Бог, смерть и любовь -- эти величайшие тайны мира -- исследовались и освещались Толстым различным образом в различные периоды его жизни, и, сообразно этим переменам, каждый раз совершенно иначе относились к этим переменам и действующие лица его рассказов.

Начнем с религии. Женщины у Толстого почти всегда верующие. Они держатся простой веры, завещанной им от детства. Даже наиболее свободомыслящая Анна Каренина инстинктивно крестится перед смертью. Иное дело мужчины, т.е. в большинстве случаев -- сам Толстой. Вначале мы встречаемся с детской и отроческой верой Иртеньева. Бог для него есть высший и личный судья его жизни. Его отроческая исповедь исполнена страха, умиления, жажды полнейшего очищения и совершенства: забыв сказать священнику об одном из своих грехов, Иртеньев на другой день, рано утром, тяготится этим упущением до такой степени, что, не найдя священника, торопится исповедоваться в этом грехе какому-то иноку в пустыне. Так же тепло, по-юношески, верует Оленин. Однажды, задумавшись в лесу, "он вспомнил о Боге и о будущей жизни, как не вспоминал этого давно... Он стал молиться Богу и одного только боялся, что умрет, не сделав ничего доброго, хорошего". Наивно относится к Богу и Николай Ростов; он обращается к Богу с самыми обыденными просьбами. На охоте, выжидая волка: "Ну что Тебе стоит, -- говорит он Ему, -- сделать это для меня! Знаю, что Ты велик и что грех Тебя просить об этом; но ради Бога (это особенно мило...), сделай, чтобы на меня вылез матерый..."

В период "Войны и мира", в полной зрелости своего таланта, Толстой с необычайною страстностью, глубиною и вдохновением предавался исследованию вопроса о Божестве. Его мучения и думы пересказаны нам Пьером Безуховым и князем Андреем. Обоим этим людям, как воздуха, недостает личного и единого Бога.

"Как бы счастлив и спокоен я был, -- думал князь Андрей, -- ежели бы мог сказать теперь: Господи, помилуй меня!.. Но кому я скажу это? Или сила неопределенная, непостижимая, к которой я не только не могу обращаться, но которой не могу выразить словами, -- великое все или ничего, -- или это тот Бог, который вот здесь зашит, в этой ладанке, княжной Марьей? Ничего, ничего нет верного, кроме ничтожества всего того, что мне понятно, и величия чего-то непонятного, но важнейшего!" (т. V, с. 453).

□ □ □ □ □

__ЧТО СДЕЛАТЬ__
a) Воспроизведите дословно отрывок из текста о Толстом: от слов "Бог, смерть и" до слов "лица его рассказов." включительно.
b) Кто, согласно тексту о Толстом, инстинктивно крестится перед смертью?

[Записи с указанием на размеченные объекты]
□ □ □ □ □

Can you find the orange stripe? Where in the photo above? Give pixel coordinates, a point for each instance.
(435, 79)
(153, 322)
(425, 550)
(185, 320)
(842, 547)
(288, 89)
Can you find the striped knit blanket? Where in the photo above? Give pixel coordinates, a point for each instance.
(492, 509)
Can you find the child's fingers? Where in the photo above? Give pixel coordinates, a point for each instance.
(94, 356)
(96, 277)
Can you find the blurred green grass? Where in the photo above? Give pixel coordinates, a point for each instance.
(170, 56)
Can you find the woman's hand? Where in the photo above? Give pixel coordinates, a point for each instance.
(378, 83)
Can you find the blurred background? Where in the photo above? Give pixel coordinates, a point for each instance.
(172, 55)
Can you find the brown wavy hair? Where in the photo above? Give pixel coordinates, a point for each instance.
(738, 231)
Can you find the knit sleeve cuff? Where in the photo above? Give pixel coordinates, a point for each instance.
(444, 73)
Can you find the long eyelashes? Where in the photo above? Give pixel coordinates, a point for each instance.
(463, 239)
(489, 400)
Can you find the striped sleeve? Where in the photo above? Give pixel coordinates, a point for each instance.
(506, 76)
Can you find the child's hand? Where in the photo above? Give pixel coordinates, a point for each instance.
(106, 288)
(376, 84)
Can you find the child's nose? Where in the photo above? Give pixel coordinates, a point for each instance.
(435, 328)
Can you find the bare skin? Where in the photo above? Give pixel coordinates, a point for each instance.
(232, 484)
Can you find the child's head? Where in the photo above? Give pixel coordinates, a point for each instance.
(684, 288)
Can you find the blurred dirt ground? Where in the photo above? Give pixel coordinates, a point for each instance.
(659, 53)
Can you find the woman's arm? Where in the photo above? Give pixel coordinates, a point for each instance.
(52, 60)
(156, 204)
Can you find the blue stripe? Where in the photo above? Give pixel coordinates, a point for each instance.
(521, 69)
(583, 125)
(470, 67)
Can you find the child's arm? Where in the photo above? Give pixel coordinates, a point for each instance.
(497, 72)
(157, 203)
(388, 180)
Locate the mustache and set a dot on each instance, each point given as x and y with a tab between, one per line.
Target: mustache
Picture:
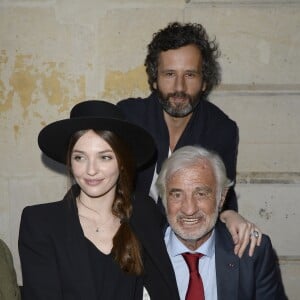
179	95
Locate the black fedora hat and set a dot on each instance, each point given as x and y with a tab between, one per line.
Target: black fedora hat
54	139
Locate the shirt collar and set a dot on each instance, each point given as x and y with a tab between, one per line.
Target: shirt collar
176	247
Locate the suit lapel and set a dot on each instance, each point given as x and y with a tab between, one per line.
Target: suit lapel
77	250
148	223
227	264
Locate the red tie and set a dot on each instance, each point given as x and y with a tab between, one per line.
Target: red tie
195	289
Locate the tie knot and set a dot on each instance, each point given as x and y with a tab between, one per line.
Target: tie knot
192	260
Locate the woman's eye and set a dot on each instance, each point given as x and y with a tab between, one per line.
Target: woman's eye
106	157
77	157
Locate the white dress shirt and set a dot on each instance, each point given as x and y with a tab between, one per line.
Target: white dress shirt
207	268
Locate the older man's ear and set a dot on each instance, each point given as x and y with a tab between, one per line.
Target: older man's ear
223	197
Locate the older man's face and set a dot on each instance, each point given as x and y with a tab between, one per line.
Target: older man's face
192	208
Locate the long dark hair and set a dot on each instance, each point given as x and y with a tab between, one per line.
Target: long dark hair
177	35
126	248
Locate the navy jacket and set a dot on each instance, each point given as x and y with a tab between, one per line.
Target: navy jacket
55	262
208	127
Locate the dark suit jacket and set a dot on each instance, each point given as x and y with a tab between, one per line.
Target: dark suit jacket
209	127
54	255
249	278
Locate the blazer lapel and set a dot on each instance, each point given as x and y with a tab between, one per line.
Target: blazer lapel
227	264
148	223
78	252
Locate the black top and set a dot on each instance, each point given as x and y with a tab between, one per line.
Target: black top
109	280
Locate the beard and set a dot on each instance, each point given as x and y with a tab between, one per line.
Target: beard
182	109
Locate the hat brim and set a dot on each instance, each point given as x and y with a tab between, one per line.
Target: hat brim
54	139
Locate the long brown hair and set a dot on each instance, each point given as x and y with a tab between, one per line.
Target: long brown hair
126	248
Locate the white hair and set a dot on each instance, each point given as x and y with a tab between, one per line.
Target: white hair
188	156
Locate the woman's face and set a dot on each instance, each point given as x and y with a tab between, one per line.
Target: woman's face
94	166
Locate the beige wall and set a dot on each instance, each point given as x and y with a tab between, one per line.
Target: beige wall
56	53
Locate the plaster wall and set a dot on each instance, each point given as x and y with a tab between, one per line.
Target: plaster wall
54	54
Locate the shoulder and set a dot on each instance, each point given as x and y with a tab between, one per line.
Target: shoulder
146	213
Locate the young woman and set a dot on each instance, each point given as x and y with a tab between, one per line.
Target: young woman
83	247
101	241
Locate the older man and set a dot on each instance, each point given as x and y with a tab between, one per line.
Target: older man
193	185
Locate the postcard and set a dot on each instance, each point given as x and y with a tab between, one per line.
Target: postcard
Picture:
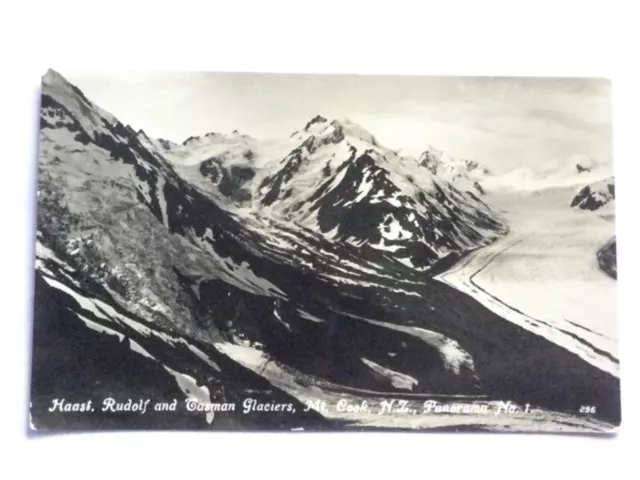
271	252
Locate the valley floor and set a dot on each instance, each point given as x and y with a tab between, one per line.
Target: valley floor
544	275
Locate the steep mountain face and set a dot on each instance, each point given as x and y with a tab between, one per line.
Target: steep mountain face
225	265
595	195
464	174
607	258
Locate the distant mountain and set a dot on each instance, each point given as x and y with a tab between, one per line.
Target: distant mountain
595	195
341	182
288	269
607	258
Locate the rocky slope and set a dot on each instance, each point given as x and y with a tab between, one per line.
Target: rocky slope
201	266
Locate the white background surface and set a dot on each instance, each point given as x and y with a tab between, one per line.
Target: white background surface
560	38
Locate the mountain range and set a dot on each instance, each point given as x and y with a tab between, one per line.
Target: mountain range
227	264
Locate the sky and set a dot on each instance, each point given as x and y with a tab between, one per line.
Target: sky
503	123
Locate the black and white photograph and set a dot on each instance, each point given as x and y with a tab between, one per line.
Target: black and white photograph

□ □ □ □ □

__ПИСЬМЕННЫЕ ОТВЕТЫ__
a)
Бог, смерть и любовь -- эти величайшие тайны мира -- исследовались и освещались Толстым различным образом в различные периоды его жизни, и, сообразно этим переменам, каждый раз совершенно иначе относились к этим переменам и действующие лица его рассказов.

b) Анна Каренина.